(Set task)
Reproduce every one of the lines below word for word, leaving the picture out of your answer.

--- BEGIN Stored rows ---

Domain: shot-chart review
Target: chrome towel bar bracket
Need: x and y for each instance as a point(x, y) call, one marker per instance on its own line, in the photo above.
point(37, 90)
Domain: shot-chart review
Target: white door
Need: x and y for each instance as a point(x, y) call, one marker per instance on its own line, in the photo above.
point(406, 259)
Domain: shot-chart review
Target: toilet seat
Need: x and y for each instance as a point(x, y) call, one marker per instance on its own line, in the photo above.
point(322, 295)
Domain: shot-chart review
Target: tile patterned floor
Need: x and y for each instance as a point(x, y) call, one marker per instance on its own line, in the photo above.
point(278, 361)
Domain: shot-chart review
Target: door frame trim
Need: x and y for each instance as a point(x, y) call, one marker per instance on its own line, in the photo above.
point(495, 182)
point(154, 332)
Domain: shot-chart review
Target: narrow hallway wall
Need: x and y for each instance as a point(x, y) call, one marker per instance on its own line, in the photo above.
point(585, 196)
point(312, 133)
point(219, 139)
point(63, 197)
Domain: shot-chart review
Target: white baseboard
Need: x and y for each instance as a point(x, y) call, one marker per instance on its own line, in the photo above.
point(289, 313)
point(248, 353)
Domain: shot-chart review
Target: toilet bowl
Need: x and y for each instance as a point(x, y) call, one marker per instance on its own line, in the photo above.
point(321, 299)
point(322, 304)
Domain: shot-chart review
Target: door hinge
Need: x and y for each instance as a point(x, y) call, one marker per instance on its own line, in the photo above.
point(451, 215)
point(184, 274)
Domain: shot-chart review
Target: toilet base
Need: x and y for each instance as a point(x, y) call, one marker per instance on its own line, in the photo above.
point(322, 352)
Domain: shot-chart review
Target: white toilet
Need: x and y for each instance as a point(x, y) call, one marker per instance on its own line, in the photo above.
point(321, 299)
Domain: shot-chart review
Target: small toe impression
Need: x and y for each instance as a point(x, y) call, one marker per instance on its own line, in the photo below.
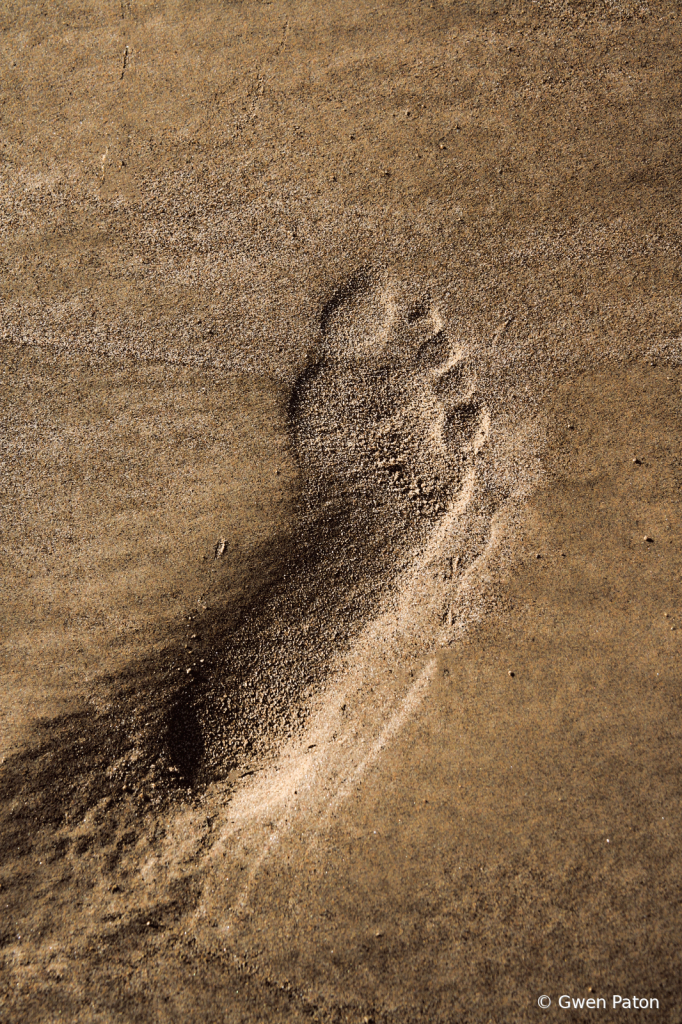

--- END Stored rows ---

(Written reply)
Domain: shot-chart review
Target: chrome towel bar bracket
Need: x and y for each instance as a point(x, y) call, one marker per instance on its own line, in the photo above.
point(37, 90)
Domain: shot-chart review
Target: white door
Need: x and y for each instance as a point(x, y) call, one marker per instance on its own line, in the photo above.
point(406, 259)
Domain: shot-chart review
Target: toilet seat
Need: x and y for each instance as a point(x, y) call, one marker per instance on its own line, in the photo above.
point(322, 295)
Domain: shot-chart review
Target: tile patterned floor
Need: x and y for each instance as a point(x, y) call, one marker per instance on its own line, in the photo above.
point(278, 361)
Domain: shot-chart review
Target: door frame trim
Need: x and y for each instance as a point(x, y) call, one marker per instance on its own line, in the photo above.
point(495, 182)
point(154, 332)
Domain: shot-chart review
Target: narrow hallway wall
Need: x and y for each instance as a point(x, y) call, one marker per instance on its own line, in the photo above.
point(585, 196)
point(312, 133)
point(219, 139)
point(63, 197)
Domain: shot-chart review
Target: white baseboard
Need: x and y for each instance as a point(x, y) call, one marker per instance on its own line, in the photo above.
point(289, 313)
point(248, 353)
Domain: shot-chart review
Target: toilet bowl
Need: x and y for each instance as a point(x, y) call, one marker per instance on its own line, in the photo above.
point(321, 299)
point(322, 304)
Domain: shot-chart review
Target: door hinge
Need: x and y for each instance as a point(x, y) call, one marker per instance on its own line, in the photo above.
point(451, 215)
point(184, 274)
Domain: shot-chart review
Target: toilet base
Need: x and y for each instance as a point(x, y) call, one marker per instance on its own line, in the photo above.
point(322, 352)
Domain: shot-chart review
Target: white toilet
Need: x and y for each instance as a point(x, y) call, one marker per instance on its own line, in the photo above.
point(321, 299)
Domain: shot-chart review
Target: small toe impression
Need: x and y for each instance as a point(x, y) call, one marker per instance on its own line, in the photo below.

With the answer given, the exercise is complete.